DIRECTIONS: Write out, character for character, the stretch of items from the line containing "If you could segment every instance of the glass" through the line containing "161 115 L 163", including both of those lines. Give only those lines.

**** DATA SHOWN ****

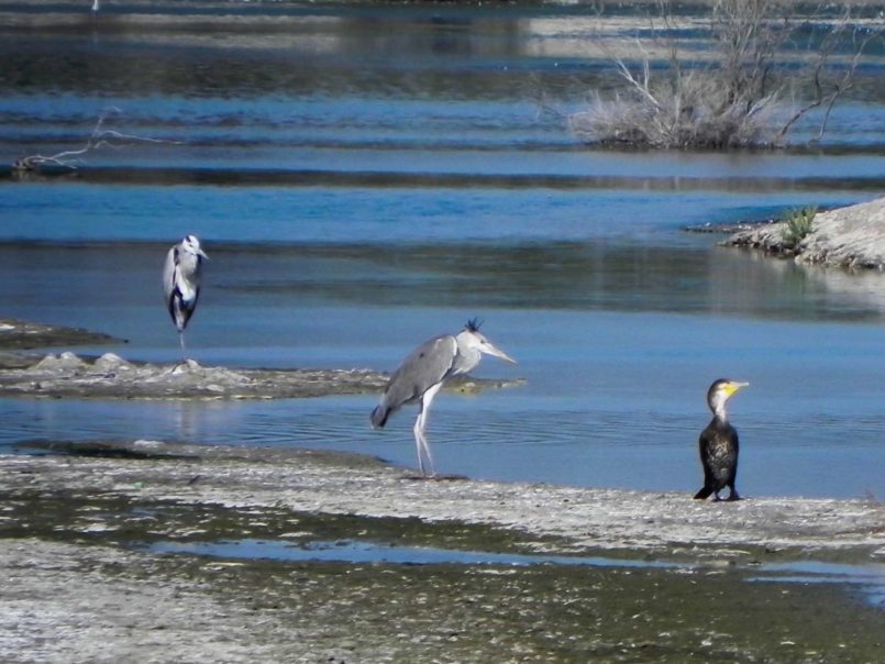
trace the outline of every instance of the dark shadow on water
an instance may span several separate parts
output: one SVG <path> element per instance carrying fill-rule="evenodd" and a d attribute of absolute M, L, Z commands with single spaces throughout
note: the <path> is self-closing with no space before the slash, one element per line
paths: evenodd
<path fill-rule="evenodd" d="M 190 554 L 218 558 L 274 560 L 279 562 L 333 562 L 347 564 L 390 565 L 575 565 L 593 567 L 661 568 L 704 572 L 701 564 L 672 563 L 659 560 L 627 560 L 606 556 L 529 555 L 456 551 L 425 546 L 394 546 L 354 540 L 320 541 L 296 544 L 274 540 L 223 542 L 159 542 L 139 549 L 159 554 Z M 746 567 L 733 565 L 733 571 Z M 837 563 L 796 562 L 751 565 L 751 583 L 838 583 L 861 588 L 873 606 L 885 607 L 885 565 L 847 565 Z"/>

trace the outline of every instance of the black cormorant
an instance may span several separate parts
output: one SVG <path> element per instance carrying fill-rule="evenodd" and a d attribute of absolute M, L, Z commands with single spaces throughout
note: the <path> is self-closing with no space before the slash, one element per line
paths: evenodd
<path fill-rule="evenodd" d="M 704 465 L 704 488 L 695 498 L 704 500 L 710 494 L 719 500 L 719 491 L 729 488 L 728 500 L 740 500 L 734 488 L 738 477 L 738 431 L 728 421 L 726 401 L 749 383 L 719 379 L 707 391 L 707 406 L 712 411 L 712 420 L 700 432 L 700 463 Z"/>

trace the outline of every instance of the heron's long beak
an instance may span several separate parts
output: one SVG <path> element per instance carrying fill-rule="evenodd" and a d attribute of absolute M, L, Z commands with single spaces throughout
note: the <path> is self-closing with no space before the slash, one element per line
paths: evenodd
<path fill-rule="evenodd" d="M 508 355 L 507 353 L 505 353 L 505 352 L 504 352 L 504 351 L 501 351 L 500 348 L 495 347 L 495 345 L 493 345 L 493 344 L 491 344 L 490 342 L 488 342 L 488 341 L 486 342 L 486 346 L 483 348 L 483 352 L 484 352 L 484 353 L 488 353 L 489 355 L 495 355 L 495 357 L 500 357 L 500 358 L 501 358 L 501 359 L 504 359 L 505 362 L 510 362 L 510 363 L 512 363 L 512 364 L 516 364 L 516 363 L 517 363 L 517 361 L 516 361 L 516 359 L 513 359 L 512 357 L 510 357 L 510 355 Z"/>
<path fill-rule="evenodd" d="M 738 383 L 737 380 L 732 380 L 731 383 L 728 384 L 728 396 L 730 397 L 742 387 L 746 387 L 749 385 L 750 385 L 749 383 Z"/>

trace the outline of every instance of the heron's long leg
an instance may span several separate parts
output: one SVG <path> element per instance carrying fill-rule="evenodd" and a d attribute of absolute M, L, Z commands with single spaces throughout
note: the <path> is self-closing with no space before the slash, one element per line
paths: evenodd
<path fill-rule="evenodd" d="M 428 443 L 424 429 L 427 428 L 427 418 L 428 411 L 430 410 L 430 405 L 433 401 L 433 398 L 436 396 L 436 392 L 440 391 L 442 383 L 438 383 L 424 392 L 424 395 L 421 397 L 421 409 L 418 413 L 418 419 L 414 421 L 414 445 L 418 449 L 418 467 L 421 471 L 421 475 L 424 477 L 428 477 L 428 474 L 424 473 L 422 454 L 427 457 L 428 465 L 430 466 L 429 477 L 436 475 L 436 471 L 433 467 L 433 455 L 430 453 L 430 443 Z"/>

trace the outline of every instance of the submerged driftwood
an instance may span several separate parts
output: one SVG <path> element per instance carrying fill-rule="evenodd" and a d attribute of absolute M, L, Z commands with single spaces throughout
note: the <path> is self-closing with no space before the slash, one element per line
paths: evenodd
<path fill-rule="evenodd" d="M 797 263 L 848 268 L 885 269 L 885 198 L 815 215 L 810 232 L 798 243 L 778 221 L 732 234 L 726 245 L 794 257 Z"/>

****
**** DATA SHOWN ****

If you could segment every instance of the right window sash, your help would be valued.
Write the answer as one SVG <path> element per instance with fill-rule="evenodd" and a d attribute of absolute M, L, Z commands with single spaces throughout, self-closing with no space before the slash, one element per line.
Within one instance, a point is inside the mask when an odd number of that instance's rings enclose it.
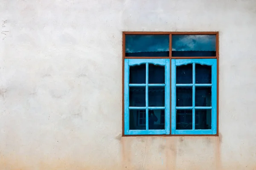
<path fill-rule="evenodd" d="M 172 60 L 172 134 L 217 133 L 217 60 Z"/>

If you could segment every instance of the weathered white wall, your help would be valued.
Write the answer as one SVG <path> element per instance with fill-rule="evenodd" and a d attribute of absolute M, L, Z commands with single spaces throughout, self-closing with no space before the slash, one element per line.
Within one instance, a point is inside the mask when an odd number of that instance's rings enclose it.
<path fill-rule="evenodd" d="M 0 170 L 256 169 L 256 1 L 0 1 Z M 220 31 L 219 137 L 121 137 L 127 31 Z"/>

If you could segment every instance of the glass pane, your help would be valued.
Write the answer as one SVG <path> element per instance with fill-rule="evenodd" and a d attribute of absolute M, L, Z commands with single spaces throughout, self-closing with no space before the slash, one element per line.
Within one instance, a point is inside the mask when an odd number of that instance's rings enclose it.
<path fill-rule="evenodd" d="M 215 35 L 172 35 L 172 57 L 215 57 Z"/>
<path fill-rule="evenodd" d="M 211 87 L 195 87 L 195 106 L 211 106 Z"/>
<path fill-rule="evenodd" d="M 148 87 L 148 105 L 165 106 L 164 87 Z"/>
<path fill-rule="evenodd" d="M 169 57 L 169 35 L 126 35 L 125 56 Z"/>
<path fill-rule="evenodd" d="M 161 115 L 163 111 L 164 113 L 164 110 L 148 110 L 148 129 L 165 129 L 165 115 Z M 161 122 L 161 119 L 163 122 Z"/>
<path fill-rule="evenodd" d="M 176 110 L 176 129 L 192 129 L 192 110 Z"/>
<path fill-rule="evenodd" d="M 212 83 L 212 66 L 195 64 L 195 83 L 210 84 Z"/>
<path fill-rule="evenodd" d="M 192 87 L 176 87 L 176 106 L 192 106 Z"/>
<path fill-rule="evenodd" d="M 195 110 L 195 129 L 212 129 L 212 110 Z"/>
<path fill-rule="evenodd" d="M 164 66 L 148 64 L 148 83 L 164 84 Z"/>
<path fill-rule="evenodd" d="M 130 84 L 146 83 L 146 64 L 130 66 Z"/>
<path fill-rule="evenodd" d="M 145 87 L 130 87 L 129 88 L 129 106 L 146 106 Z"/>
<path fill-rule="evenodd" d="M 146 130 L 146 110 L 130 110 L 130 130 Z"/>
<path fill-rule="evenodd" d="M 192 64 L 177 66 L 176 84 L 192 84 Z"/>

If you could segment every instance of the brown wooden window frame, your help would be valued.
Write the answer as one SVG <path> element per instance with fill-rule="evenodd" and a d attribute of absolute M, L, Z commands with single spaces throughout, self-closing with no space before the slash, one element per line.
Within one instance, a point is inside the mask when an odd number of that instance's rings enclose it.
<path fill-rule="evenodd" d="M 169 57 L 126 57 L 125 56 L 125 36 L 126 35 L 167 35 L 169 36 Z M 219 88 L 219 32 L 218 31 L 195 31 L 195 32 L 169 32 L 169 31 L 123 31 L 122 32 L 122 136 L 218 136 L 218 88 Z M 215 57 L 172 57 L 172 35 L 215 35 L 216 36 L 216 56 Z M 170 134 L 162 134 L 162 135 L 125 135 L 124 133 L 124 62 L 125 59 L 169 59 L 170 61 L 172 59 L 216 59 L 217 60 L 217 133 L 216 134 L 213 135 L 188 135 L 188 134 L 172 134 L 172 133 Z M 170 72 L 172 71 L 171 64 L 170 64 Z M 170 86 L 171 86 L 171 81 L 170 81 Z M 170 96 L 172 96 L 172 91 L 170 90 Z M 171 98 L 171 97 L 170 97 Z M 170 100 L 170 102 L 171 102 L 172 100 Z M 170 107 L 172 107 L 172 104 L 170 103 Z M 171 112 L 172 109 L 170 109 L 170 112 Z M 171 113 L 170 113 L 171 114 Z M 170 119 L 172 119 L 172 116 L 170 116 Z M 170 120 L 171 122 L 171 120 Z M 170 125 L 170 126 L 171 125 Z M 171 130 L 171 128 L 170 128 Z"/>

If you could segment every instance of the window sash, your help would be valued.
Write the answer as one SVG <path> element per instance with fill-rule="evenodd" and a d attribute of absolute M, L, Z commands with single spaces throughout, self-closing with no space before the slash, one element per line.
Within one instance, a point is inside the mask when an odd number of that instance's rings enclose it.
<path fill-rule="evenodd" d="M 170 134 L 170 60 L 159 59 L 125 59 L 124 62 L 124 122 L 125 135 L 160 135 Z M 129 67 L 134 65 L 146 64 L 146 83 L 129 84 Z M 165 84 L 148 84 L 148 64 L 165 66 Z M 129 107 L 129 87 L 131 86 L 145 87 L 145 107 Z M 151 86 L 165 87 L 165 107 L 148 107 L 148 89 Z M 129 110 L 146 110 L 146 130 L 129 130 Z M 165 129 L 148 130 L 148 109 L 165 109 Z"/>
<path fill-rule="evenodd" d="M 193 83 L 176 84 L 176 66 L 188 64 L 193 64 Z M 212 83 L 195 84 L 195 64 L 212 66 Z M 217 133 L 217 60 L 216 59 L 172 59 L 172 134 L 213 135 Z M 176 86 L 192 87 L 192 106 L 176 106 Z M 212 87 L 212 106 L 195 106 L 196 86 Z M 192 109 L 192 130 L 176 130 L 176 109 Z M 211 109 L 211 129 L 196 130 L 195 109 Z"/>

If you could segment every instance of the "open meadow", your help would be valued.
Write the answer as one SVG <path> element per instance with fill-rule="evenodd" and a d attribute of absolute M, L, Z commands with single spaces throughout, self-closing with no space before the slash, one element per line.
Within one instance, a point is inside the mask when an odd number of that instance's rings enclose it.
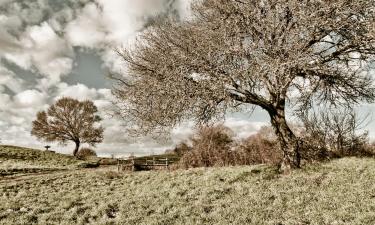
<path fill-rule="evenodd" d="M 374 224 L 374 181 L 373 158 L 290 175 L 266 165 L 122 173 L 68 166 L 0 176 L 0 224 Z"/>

****

CORRECT ANSWER:
If you could segment every instance of the glass pane, your help would be valued.
Write the answer as one SVG <path> element per instance with fill-rule="evenodd" and a d attribute of absolute M, L, Z commands with single spaces throughout, self-closing with no space before the slash, one element per line.
Within one instance, a point is inside the mask when an odd number of that instance's rings enclose it.
<path fill-rule="evenodd" d="M 215 35 L 172 35 L 172 57 L 215 57 Z"/>
<path fill-rule="evenodd" d="M 211 87 L 195 87 L 195 106 L 211 106 Z"/>
<path fill-rule="evenodd" d="M 148 87 L 148 105 L 165 106 L 164 87 Z"/>
<path fill-rule="evenodd" d="M 169 57 L 169 35 L 126 35 L 125 56 Z"/>
<path fill-rule="evenodd" d="M 161 115 L 163 111 L 164 113 L 164 110 L 148 110 L 148 129 L 165 129 L 165 115 Z M 161 122 L 161 119 L 163 122 Z"/>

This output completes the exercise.